→ **WHAT THIS TASK INVOLVES**: Copy out the lines of the entries below, starting at the line containing "Target: person's face" and ending at the end of the entries, both ends included. Leave the pictures out of your copy.

[Begin STORED DATA]

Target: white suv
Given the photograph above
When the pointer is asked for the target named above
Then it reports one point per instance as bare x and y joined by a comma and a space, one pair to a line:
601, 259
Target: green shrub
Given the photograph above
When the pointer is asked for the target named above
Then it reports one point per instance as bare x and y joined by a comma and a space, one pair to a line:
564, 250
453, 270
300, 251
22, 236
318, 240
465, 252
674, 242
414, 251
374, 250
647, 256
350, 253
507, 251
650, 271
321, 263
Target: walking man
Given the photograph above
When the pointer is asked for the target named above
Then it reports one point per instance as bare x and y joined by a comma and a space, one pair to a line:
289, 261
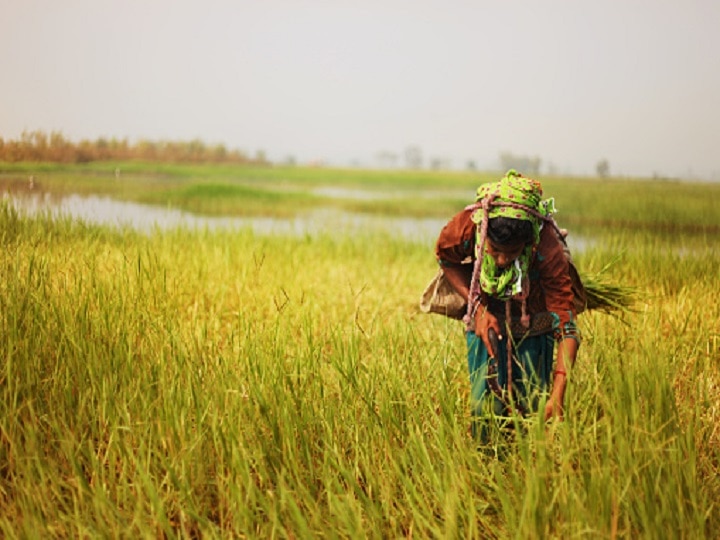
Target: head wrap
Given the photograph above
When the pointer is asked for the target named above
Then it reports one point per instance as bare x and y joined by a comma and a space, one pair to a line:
516, 197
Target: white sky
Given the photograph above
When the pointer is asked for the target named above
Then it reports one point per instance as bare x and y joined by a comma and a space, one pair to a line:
636, 82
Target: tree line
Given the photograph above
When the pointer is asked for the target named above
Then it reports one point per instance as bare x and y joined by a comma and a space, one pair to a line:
39, 146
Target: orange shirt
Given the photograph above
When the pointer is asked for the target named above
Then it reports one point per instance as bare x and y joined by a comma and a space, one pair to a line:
550, 281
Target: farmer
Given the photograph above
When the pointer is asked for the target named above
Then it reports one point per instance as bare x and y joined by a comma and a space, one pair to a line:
506, 257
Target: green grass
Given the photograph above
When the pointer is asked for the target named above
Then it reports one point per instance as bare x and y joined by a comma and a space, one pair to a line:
191, 382
666, 206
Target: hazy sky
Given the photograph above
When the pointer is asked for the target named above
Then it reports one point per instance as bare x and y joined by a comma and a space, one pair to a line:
636, 82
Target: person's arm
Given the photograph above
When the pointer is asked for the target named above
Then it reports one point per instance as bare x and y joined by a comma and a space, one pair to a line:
567, 353
557, 286
459, 277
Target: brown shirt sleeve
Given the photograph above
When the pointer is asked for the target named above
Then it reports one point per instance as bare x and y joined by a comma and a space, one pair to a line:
456, 243
555, 281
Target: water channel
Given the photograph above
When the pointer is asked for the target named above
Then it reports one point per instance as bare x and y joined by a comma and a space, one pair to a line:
104, 210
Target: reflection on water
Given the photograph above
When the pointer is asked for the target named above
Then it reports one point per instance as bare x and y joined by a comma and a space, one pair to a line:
145, 218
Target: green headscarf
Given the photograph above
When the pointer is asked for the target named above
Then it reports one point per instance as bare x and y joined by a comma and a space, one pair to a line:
517, 197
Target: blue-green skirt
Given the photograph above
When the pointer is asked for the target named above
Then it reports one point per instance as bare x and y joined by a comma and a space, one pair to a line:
531, 371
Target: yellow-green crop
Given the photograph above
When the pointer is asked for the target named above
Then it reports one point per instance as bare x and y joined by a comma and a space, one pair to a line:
232, 385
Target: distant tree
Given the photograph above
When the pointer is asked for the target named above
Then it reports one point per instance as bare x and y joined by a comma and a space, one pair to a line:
439, 164
386, 159
521, 163
413, 157
602, 168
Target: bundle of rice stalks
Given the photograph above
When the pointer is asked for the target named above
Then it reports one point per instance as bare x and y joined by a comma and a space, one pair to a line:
607, 296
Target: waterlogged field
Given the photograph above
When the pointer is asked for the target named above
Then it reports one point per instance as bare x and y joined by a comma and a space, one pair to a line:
182, 383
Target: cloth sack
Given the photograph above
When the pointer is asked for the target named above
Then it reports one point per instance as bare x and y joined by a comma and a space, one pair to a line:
440, 297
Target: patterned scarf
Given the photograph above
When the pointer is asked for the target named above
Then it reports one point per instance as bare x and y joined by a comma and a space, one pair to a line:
516, 197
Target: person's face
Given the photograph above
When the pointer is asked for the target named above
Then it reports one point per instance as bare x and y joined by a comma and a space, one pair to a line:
503, 255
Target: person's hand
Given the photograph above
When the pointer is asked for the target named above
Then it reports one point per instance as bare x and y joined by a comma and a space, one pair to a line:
484, 320
555, 406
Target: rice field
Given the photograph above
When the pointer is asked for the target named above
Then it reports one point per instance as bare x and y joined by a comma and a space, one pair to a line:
195, 383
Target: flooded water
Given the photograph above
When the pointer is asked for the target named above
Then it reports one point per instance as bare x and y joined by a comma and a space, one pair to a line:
145, 218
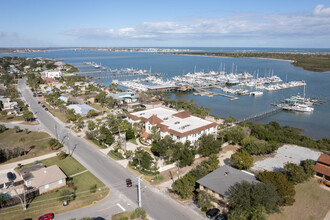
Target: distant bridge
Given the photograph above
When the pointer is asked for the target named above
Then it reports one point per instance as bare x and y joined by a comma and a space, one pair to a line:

[End STORED DATA]

→ **WRITTEN ANSWER**:
Target: person's face
Given the photograph above
When the pointer is asked for the target named above
Then it reports one point per instance as bare x and y joined by a comma and a space, one pair to a line:
503, 255
Target: person's hand
Given the photograph above
When the pointer is asked for the target named above
Then it reports one point per instance as bare x and y joined by a comma and a space, one pair to a line:
484, 320
555, 406
Target: rice field
Given the photograph above
When the pointer is asked for the target named above
Then it reports one point per instance as bare x and y joined by a comma and a space, one pair to a line:
195, 383
Target: flooded water
Given the photograph above
When the pointer is asked for the target named above
Then it reports one point per instance as bare x and y joined by a comma and a space, one pair to a line:
145, 218
Target: distant bridge
Given the photograph above
When the pointer is asked for the target named above
Then it reports one point per instance as bare x and y joined by a comma and a space, one pair to a line:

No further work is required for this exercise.